**Task to complete**
In full and without change, return each entry.

· · · · ·

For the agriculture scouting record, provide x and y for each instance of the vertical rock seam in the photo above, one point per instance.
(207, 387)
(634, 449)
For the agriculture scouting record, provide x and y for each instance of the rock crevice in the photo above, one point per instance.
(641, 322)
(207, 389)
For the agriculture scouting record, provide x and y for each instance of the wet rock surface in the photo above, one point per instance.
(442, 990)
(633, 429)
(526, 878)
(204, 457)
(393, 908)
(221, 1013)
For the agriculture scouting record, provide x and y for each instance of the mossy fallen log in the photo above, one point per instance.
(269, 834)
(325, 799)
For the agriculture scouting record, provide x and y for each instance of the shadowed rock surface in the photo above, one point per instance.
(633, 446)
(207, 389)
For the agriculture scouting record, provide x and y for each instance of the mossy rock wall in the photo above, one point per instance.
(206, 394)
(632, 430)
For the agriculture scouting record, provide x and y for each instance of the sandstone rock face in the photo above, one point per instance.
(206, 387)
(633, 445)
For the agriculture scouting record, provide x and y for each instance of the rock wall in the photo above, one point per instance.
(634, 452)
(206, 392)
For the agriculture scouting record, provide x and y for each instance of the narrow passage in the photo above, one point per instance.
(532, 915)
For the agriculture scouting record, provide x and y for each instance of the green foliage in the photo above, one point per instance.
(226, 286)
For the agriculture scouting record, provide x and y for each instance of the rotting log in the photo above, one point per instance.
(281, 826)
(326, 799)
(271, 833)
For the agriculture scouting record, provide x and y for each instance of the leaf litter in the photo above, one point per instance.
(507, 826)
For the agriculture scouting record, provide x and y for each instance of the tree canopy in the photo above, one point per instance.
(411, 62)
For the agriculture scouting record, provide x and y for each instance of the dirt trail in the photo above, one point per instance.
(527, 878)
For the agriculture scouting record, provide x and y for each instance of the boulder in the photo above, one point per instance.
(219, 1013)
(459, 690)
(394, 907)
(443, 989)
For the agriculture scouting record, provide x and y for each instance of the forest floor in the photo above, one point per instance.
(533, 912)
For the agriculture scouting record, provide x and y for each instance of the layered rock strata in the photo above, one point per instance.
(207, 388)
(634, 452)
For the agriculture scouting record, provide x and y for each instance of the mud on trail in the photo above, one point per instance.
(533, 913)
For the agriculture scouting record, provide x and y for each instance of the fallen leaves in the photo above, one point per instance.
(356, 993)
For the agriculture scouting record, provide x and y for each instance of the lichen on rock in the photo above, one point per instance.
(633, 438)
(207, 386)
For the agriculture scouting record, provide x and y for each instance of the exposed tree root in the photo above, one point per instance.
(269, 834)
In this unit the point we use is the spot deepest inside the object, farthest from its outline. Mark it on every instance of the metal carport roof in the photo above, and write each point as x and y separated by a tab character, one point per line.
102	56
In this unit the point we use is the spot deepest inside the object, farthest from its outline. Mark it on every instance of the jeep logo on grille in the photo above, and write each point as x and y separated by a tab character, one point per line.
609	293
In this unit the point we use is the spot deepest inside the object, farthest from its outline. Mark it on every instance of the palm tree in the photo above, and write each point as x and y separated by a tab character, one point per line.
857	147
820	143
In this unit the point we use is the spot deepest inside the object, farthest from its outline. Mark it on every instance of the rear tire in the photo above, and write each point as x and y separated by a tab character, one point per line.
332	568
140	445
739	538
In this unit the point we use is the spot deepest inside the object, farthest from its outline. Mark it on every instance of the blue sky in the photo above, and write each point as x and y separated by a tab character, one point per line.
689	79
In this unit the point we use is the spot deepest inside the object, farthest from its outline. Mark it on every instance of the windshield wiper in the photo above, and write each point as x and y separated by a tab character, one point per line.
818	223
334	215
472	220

· · · · ·

**Exercise response**
For the agriculture scouting record, provide x and y for each instance of the vertical rock seam in the photo above, one point per instance.
(207, 387)
(634, 449)
For the agriculture scouting record, provide x and y for each instance of the rock crevice in the photo above, one point per instance.
(641, 322)
(207, 389)
For the agriculture scouting record, provide x and y for each instance of the wet rock surface in the photo above, one point per instance.
(442, 990)
(633, 429)
(526, 878)
(204, 457)
(393, 908)
(221, 1013)
For the agriculture scouting record, provide x and y for each instance of the mossy fallen log in the photo above, one point per instance.
(269, 834)
(325, 799)
For the agriculture scouting record, provide x and y for each instance of the shadowed rock surface in the photo above, one point per instance.
(633, 446)
(207, 389)
For the agriculture scouting record, provide x and y for each instance of the mossy rock wall in the photo above, one point per instance.
(206, 394)
(632, 430)
For the agriculture scouting record, provide x and y for each instance of the sandstone rock face in the photo above, one point per instance.
(206, 387)
(633, 445)
For the agriculture scouting record, provide x and y for each instance of the rock wall in the photo above, one point per instance.
(634, 452)
(206, 392)
For the agriculture scouting record, provide x and y for each instance of the narrow passage in the photo above, one point per instance.
(532, 915)
For the agriculture scouting record, provide x and y for each instance of the green foliage in the photo above, one point per instance.
(226, 286)
For the agriculture scouting record, provide x and y for each instance of the rotting log in the photo above, one point per instance.
(281, 826)
(326, 799)
(271, 833)
For the agriculture scouting record, provide x and y for each instance of the leaf litter in the photo above, one point per instance.
(507, 826)
For the agriculture scouting record, provide x and y for each instance of the tree canopy in the photo above, one point per instance.
(411, 62)
For the agriculture scouting record, provide x and y for each instance of the dirt trail in the photo above, one point per instance.
(527, 878)
For the agriculture scouting record, provide x and y for each instance of the boulder in the photo above, one point per instance.
(219, 1013)
(459, 690)
(394, 907)
(443, 989)
For the agriculture scouting record, provide x and y for each instance of the forest floor in the photo above, one point per instance.
(533, 912)
For the agriculture scouting record, provide x and y for each instance of the layered rock strata in the photo above, one point per instance.
(207, 388)
(634, 452)
For the agriculture scouting record, provide x and y for each instance of the mud on trail in the photo above, one point per instance.
(533, 913)
For the agriculture scouting record, provide x and y for each instance of the fallen leaves in the photo above, one point per instance.
(356, 993)
For the agriculture scouting record, provide x and y for each instance of the lichen on rock in the photo above, one point per instance.
(633, 438)
(207, 386)
For the agriculture scouting record, provide x and y for each instance of the exposed tree root in the photo above, one point per instance.
(269, 834)
In this unit the point we use is the spot deepest inside the object, farthest from its outline. Mark it on every instance of the metal carport roof in the photo above, and write each point as x and y separated by a tab character, one point per line.
102	56
In this unit the point we use is the spot deepest inside the object, farthest from its outline. Mark it on every instance of the jeep logo on grille in the photo above, and write each point as x and y separated by a tab character, one point per line.
609	293
In this unit the point we use is the spot deepest inside the object, farthest from its outline. Mark it on every instance of the palm tree in the photo above, and write each point as x and y separated by a tab character, one point per line.
857	147
820	143
In this unit the point we use is the spot deepest inside the object, farthest from its outline. Mark it on every instance of the rear tire in the photo above, and write each point as x and y separated by a tab character, one point per line.
332	568
140	445
739	538
In this unit the point we use is the spot deepest inside the object, farthest from its outline. Mark it on every instance of the blue sky in the photo above, and write each point as x and y separated by a tab character, one point per line.
689	79
In this unit the point we use is the spot deepest inside the object, farthest from its outline. Mark it on every instance of the windshield wiper in the photo above, and write each point as x and y separated by a tab character, one point per line.
818	223
334	215
472	220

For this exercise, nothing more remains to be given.